#### DIRECTIONS:
Filter the listing below, keeping only the lines that contain the word "drawer".

#### DATASET CONTENT:
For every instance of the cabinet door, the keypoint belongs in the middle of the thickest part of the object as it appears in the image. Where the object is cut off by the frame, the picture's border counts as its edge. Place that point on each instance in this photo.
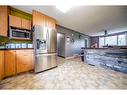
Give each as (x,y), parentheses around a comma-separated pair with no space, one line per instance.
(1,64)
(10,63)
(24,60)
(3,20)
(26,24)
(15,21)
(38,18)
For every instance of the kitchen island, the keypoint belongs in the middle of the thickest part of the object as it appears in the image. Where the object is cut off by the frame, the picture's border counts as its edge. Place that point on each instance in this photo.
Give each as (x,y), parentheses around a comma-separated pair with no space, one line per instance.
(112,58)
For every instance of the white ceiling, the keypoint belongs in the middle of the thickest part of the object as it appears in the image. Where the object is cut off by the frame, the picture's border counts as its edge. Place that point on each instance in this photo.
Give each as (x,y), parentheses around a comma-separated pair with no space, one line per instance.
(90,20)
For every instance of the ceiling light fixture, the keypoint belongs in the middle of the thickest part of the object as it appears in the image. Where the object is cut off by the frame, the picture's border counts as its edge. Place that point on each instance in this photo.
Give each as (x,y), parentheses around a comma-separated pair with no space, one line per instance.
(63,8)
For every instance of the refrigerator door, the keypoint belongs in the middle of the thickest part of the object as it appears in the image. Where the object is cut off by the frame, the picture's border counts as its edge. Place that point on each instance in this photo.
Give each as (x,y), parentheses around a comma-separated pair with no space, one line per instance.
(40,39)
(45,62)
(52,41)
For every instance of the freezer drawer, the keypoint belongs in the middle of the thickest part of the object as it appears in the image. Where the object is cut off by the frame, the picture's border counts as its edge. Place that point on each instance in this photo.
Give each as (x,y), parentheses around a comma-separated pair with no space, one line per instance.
==
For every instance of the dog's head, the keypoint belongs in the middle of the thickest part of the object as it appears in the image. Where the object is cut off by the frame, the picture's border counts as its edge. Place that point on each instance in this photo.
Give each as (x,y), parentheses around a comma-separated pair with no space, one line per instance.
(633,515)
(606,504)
--
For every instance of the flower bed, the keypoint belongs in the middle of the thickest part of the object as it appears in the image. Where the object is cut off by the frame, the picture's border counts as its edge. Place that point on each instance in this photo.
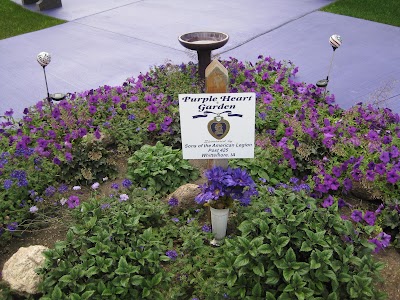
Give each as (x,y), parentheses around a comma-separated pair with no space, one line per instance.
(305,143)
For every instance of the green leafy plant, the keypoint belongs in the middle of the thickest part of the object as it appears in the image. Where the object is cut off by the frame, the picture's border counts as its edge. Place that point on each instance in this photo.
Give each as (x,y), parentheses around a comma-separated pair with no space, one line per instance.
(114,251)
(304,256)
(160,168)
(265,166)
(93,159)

#### TASK ANSWER:
For every instance of the freezer drawer, the keypoint belongs in the middle of the thickest part of the object as it appears in the image. Where the object is cut off by the frame, the picture's border counts as its edge. Place that point on each instance in this photo.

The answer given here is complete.